### Directions
[a] For each statement about the M1 thread, say yes or no depending on whether it agrees with the thread, and quote the deciding words: (i) The first poster has owned only Remington guns. (ii) driggy used the M1 for waterfowl hunting. (iii) driggy puts a used M1 in good condition at $600-$675.
[b] Using the M1 thread, answer each question on its own line:
(i) What does the first poster plan to use the gun for?
(ii) What reasons does driggy give for the M1 possibly having more recoil?
(iii) Who has the new M1 for sale?
[c] Repeat word for word the stretch of the M1 thread from "# Thoughts on" through "as well. Thanks...".

### Text

####################

# Thoughts on the M1?



## taddy1340 (Dec 10, 2004)

Looking at upgrading to an auto. A friend of mine has a new M1 to sell. I've never had Benellis...only Remington. Looking to use it for waterfowling...needs to be able to take a beating. Any thoughts? I'll review past posts to try to get some info as well. Thanks...

Mike


----------



## 1shotWonder (Oct 10, 2005)

definatly can take a beating. will do better than any remington on thereIMO.


----------



## driggy (Apr 26, 2005)

I shot one for upland when I lived in SD and it is an excellent gun. Nice handling qualities. May have more recoil due to lighter weight/recoil operated. If kept resonably clean, extremely reliable. Used, good condition $600-$675.


----------



## taddy1340 (Dec 10, 2004)

Thanks guys!


----------



## BROWNDOG (Nov 2, 2004)

####################

### Items from a labeling collection
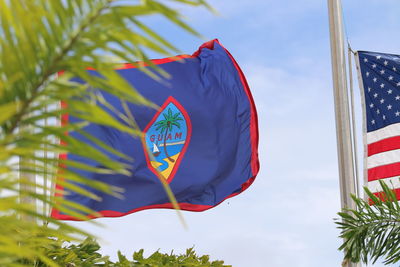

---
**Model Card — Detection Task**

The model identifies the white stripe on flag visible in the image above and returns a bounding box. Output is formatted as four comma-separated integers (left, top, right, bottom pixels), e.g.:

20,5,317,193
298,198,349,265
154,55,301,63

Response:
368,176,400,193
367,123,400,144
367,149,400,169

####################

### Exercise solutions
[a]
(i) Yes: "I've never had Benellis...only Remington."
(ii) No: "I shot one for upland when I lived in SD"
(iii) Yes: "Used, good condition $600-$675."

[b]
(i) Waterfowling.
(ii) Its lighter weight and its recoil operation.
(iii) A friend of the first poster.

[c]
# Thoughts on the M1?



## taddy1340 (Dec 10, 2004)

Looking at upgrading to an auto. A friend of mine has a new M1 to sell. I've never had Benellis...only Remington. Looking to use it for waterfowling...needs to be able to take a beating. Any thoughts? I'll review past posts to try to get some info as well. Thanks...